-- Actions to take --
1. According to the Memorial Day article, where and on what date was the first official Memorial Day event held?
2. Continue the article on Memorial Day and memorials to American slaves, starting after its final sentence.

-- Page excerpt --

For Memorial Day 2016, we look at two memorials to American slaves, the African Burying Ground in Portsmouth, New Hampshire and the Wessyngton Plantation near Springfield, Tennessee. Memorial Day began as Decoration Day to honor the military dead of the Civil War. It’s controversial whether the day began as a Union or Confederate ceremony, but the first official event happened at the Union’s Arlington Cemetery on May 5, 1868.
Tonight the History Channel begins airing a remake of Alex Haley’s Roots, the story of his ancestors’ experiences in slavery, the institution the states were all fighting about. Some say they fought over state’s rights, but Confederate papers of secession make it clear the right they were interested in was slavery. One example is the Texas “Declaration of Causes,” essentially 1600 words about slavery, although they added 50 words about the Federal government not paying enough money to secure the Mexican border.
The first ancestors of today’s African-Americans arrived in Jamestown, Virginia in 1619. That’s one year before the Mayflower landed. About three decades later in 1652, Rhode Island passed the first abolition law. It wasn’t enforced nor was a similar attempt in 1675. Newport, RI eventually became a major point of entry for kidnapped Africans to be sold into slavery. Seaports were vulnerable to the lure of riches provided by the sale of abducted humans. The next attempt at abolition was well inland at a 1688 Quaker meeting in Germantown, Pennsylvania.
Portsmouth, NH was another profitable slave seaport. That state began its gradual rise toward ending slavery in 1788, a task not fully completed in the state until 1857. Portsmouth’s slave importing industry died in 1808 with the Federal Act Prohibiting the Importation of Slaves. After passage, smuggling kidnapped Africans into the southern states continued until the Civil War, when we finally rid ourselves of slavery at the cost of about 400,000 Union soldiers’ lives. Almost as many Confederate soldiers died fighting for the right to imprison other human beings for their free labor.

-- Given data --
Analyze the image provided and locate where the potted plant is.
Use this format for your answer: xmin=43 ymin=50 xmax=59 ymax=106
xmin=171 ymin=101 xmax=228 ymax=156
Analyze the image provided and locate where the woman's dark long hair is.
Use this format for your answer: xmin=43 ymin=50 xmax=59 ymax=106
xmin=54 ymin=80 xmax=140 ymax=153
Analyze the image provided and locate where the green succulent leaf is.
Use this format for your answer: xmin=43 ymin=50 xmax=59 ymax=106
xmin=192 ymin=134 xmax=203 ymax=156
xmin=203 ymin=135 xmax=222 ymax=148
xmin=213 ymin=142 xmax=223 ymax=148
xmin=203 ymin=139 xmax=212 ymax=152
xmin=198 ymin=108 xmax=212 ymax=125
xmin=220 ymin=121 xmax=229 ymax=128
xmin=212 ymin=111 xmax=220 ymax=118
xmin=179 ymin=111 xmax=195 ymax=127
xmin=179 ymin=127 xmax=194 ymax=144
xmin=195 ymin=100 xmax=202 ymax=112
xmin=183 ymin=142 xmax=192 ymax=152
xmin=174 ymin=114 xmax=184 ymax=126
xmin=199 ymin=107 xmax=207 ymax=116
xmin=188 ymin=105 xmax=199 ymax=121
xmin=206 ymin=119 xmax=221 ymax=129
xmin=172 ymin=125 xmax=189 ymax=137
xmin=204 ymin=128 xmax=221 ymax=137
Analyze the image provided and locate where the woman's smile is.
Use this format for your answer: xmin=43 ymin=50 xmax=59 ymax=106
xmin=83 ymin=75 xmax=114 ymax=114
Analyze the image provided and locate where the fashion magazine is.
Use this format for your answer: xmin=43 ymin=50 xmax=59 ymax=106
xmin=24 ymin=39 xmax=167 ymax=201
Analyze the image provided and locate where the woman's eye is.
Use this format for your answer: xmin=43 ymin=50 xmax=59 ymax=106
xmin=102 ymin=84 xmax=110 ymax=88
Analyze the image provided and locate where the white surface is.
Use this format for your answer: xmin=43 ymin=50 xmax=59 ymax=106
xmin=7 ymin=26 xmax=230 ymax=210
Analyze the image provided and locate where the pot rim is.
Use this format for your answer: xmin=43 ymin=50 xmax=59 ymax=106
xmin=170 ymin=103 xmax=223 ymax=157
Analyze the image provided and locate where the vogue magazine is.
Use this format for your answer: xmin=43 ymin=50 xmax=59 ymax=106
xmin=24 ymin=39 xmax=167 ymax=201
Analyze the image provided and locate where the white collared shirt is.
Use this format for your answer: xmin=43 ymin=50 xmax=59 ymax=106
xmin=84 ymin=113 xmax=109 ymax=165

--

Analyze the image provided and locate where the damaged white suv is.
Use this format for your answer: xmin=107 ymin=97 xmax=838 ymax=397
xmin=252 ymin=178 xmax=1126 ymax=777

--

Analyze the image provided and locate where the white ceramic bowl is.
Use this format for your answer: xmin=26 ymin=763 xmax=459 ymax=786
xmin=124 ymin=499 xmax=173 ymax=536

-- Results of the exercise --
1. At Arlington Cemetery, on May 5, 1868.

2.
Throughout these events of slavery, abolition and war, African-Americans lived and died in Portsmouth. When they died, some were buried in unmarked graves in a burial ground at the edge of town. As Portsmouth grew, that edge became the center. Structures that are still standing were built over the burial site. It was paved with a street and a sewer line under the street. The town conveniently forgot about the old burial ground, despite bones showing up every so often. Workers even ran a pipe through caskets at some time in the past.
In 2003, the sewer needed an upgrade. This time Portsmouth was ready with an archaeologist on hand in case anything interesting turned up. And something very interesting did – thirteen coffins. Now after centuries of debasing the long lost cemetery, Portsmouth finally honored its own history. They only found thirteen bodies, but the estimate is that as many as 200 people may be buried there. The city closed that block to traffic and built a memorial, the African Burying Ground, designed by artist Jerome Meadows.
On May 26, 2015 the thirteen bodies were moved to a central area in the block-long memorial in a magnificent reburial ceremony with new handmade coffins and a horse drawn hearse. Because these people died in the 18th Century, they may have been native Africans, so each coffin contained a small item from Africa. An earlier consecration ceremony included African rituals perhaps familiar to some of the people buried in the memorial and in the larger burying ground.
The African Burying Ground does not include a list of names. There is no way of knowing who is buried there because nobody bothered to give them headstones. However at the consecration ceremony, individuals read a list of names of all slaves who lived in Portsmouth or traveled through the slavery seaport. The list was compiled by Valerie Cunningham, co-author with Mark J. Sammons of Black Portsmouth: Three Centuries of African-American Heritage. This is a remarkable list, given the difficulty of working with materials about slaves, however I was not able to easily find this list of enslaved individuals. Including a PDF of these names on the memorial’s website would give honor to them.
In a video of the ceremony, you can see people reading some of the names in alphabetical order by first name. There is a slight variation for children who have no name and are simply listed, for example, as “Child of Becky Quint” where, presumably, the mother is also a slave and listed under B for Becky. In my previous article, “Patcham Down Indian Forces Cremation Memorial,” I discussed the use of first names as a method for trivializing a group of people. That is not what is happening in this ceremony.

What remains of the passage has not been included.